— START —

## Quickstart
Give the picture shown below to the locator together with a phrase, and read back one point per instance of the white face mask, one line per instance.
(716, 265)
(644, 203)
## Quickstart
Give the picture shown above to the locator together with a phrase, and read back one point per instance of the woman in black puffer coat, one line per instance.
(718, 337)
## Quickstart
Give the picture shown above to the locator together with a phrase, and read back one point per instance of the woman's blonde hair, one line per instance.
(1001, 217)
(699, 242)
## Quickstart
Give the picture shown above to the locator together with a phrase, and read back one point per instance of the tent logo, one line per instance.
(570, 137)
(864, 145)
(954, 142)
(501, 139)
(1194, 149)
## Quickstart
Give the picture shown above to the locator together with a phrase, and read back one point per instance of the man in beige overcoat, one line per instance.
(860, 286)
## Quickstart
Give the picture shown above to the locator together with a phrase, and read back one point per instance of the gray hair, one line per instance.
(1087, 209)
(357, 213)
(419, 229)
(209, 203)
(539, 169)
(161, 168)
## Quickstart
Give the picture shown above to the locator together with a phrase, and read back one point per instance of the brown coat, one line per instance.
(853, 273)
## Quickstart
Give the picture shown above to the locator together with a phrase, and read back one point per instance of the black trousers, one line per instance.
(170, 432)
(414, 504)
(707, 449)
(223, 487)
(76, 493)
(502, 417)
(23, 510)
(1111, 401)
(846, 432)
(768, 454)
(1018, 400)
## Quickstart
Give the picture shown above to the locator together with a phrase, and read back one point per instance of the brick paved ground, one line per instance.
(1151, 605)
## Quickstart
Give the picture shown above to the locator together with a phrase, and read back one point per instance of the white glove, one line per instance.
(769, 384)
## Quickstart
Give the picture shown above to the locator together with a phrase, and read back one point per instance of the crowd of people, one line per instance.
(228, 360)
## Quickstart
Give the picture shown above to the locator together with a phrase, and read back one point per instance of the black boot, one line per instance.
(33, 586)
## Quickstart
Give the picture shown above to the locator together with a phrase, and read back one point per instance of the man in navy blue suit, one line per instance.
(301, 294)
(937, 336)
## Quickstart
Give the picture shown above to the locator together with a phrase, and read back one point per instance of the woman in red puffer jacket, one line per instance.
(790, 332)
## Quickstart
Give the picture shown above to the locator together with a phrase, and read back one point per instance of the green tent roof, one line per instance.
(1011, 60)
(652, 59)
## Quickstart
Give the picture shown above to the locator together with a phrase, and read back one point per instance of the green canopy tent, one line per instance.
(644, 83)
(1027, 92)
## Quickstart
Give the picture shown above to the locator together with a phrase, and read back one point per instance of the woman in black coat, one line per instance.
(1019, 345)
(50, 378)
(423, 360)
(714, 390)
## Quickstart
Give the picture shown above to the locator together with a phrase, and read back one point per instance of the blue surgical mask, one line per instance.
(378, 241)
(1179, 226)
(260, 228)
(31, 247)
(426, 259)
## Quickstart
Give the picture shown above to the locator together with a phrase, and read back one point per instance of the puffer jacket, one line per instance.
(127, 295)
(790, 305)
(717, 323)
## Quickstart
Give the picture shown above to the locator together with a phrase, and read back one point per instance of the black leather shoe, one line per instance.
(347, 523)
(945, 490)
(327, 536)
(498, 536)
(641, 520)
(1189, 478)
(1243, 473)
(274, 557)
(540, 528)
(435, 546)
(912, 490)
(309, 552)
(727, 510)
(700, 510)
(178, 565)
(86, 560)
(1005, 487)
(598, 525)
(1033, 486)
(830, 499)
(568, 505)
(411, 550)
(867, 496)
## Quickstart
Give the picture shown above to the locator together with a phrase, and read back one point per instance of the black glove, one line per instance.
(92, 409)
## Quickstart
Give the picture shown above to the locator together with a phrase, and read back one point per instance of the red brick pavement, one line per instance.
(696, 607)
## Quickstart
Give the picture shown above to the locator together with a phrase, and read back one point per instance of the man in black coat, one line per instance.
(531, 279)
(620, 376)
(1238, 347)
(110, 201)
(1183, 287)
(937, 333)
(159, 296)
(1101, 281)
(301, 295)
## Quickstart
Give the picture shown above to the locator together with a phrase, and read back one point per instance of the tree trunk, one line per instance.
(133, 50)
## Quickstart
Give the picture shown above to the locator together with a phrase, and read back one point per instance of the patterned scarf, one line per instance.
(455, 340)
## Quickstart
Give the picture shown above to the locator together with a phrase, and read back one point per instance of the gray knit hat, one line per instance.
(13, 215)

— END —

(PROBLEM DESCRIPTION)
Rewrite the records above as a numbered list, from the first line up to and including the line with "(1194, 149)", and leave out any blank lines.

(EXERCISE OUTPUT)
1. ## Quickstart
2. Give the picture shown below to the locator together with a phrase, and read back one point per instance of the white face mask, one line per instance.
3. (716, 265)
4. (644, 203)
5. ## Quickstart
6. Give the picture shown above to the locator together with a phrase, and read back one point per instance of the woman in black puffer coat, one line per instance.
7. (718, 337)
8. ## Quickstart
9. Give the picture shown above to the locator together with a phrase, and read back one point per instance of the woman's blonde hair, one line per instance.
10. (1001, 217)
11. (699, 242)
12. ## Quickstart
13. Give the picture shown above to the locator together with a phrase, and read back one point per instance of the tent logo, one line per instance.
14. (570, 137)
15. (864, 145)
16. (954, 142)
17. (501, 139)
18. (1194, 149)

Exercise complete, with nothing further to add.